### Written request
Write out all entries word for word.

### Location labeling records

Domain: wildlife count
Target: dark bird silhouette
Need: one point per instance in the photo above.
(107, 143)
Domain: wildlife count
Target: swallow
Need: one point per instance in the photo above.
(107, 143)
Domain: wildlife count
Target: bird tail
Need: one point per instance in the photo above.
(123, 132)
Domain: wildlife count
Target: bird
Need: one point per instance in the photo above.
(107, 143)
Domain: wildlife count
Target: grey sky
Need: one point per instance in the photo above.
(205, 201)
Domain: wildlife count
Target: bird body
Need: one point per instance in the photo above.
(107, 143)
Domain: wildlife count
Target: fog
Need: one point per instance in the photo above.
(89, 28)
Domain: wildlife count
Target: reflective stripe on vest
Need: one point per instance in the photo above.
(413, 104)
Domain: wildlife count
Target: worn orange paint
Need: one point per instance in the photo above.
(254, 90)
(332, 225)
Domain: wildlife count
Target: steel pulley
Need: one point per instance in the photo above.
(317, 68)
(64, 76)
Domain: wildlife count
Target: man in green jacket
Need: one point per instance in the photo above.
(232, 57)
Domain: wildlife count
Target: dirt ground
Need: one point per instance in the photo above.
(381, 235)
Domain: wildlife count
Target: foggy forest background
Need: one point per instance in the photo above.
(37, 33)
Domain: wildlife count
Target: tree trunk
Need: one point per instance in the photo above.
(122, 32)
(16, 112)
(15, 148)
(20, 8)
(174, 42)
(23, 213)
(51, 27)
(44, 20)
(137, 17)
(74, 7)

### Problem solution
Domain: wildlife count
Target: dark bird silhouette
Need: one point per instance in the photo above.
(107, 143)
Domain: wildlife count
Target: swallow
Need: one point per instance in the photo above.
(107, 143)
Domain: wildlife count
Target: bird tail
Need: one point per instance in the photo above.
(123, 132)
Domain: wildlife count
Target: bird
Need: one point per instance in the photo above.
(107, 143)
Domain: wildlife count
Target: grey sky
Need: one point per instance in the photo above.
(205, 201)
Domain: wildlife count
Target: bird body
Need: one point per instance in the photo above.
(107, 143)
Domain: wildlife count
Target: fog
Need: one point per instance in the photo above.
(89, 28)
Domain: wildlife count
Target: reflective stripe on vest
Need: one point per instance in the photo above.
(413, 104)
Domain: wildlife count
Target: worn orange paint
Need: one point per instance in the photo above.
(254, 90)
(332, 225)
Domain: wildlife count
Target: steel pulley
Need: one point per instance in the photo above.
(317, 68)
(64, 76)
Domain: wildlife count
Target: man in green jacket
Need: one point per instance in the photo above.
(232, 57)
Domain: wildlife count
Target: dirt ground
Need: one point per instance in the photo above.
(381, 235)
Domain: wildlife count
Target: foggy forest background
Need: one point per instance in the photo above.
(37, 33)
Domain: wildlife count
Target: tree trunk
Need: one point per instance in the photo above.
(122, 32)
(16, 112)
(15, 148)
(20, 8)
(174, 42)
(23, 213)
(51, 27)
(44, 20)
(137, 17)
(74, 7)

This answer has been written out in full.